ASSIGNED TASK >> Could you write out the lines below again, changing every "positive clicks" to "foreground points" and leaving everything else untouched?

(MATERIAL FOR THIS EXERCISE begins)

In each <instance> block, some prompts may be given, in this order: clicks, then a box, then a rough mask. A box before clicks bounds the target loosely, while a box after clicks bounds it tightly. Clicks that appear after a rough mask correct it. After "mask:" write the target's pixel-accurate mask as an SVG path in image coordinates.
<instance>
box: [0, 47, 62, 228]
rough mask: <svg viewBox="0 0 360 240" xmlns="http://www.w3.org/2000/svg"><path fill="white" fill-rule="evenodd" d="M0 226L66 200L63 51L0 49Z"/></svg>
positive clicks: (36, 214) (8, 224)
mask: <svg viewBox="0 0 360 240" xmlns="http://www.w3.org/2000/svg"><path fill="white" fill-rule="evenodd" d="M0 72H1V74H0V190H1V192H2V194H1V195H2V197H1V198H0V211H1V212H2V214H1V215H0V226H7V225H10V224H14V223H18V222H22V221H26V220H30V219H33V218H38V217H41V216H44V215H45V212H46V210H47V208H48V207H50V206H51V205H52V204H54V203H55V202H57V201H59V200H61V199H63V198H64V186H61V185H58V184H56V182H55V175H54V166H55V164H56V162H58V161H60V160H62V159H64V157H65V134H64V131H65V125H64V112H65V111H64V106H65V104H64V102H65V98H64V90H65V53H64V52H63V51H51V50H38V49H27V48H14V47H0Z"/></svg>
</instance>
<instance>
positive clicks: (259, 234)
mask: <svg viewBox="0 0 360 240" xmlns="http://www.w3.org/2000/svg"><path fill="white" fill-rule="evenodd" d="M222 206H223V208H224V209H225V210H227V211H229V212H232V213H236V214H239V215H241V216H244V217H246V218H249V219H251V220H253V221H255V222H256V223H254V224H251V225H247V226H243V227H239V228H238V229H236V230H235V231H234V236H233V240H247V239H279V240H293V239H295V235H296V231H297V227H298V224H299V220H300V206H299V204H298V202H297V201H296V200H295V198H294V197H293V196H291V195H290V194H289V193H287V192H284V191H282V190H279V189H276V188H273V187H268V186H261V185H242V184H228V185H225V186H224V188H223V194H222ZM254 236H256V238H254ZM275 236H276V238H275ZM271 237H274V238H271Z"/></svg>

(MATERIAL FOR THIS EXERCISE ends)

RESULT OF THE TASK >>
In each <instance> block, some prompts may be given, in this order: clicks, then a box, then a rough mask. A box before clicks bounds the target loosely, while a box after clicks bounds it tightly. Clicks that appear after a rough mask correct it. After "mask:" write the target's pixel-accurate mask as an SVG path in image coordinates.
<instance>
box: [0, 47, 62, 228]
rough mask: <svg viewBox="0 0 360 240" xmlns="http://www.w3.org/2000/svg"><path fill="white" fill-rule="evenodd" d="M0 226L66 200L63 51L0 49Z"/></svg>
foreground points: (36, 214) (8, 224)
mask: <svg viewBox="0 0 360 240" xmlns="http://www.w3.org/2000/svg"><path fill="white" fill-rule="evenodd" d="M0 72H1V74H0V190H1V192H2V194H1V195H2V197H1V198H0V211H1V212H2V214H1V215H0V226H7V225H10V224H14V223H18V222H22V221H26V220H30V219H33V218H38V217H41V216H44V215H45V212H46V210H47V208H48V207H50V206H51V205H52V204H54V203H55V202H57V201H59V200H61V199H63V198H64V186H61V185H58V184H56V182H55V175H54V166H55V164H56V162H58V161H60V160H62V159H64V157H65V134H64V131H65V125H64V112H65V111H64V106H65V104H64V102H65V98H64V90H65V53H64V52H63V51H51V50H38V49H27V48H14V47H0Z"/></svg>
</instance>
<instance>
foreground points: (259, 234)
mask: <svg viewBox="0 0 360 240" xmlns="http://www.w3.org/2000/svg"><path fill="white" fill-rule="evenodd" d="M222 206H223V208H224V209H225V210H227V211H229V212H232V213H236V214H239V215H241V216H244V217H246V218H249V219H251V220H253V221H255V222H256V223H254V224H251V225H247V226H243V227H239V228H238V229H236V230H235V231H234V236H233V240H247V239H279V240H293V239H295V235H296V231H297V227H298V224H299V220H300V206H299V204H298V202H297V201H296V200H295V198H294V197H293V196H291V195H290V194H289V193H287V192H284V191H282V190H279V189H276V188H273V187H268V186H261V185H242V184H228V185H225V186H224V188H223V194H222ZM254 236H256V238H254ZM275 236H276V238H275ZM271 237H274V238H271Z"/></svg>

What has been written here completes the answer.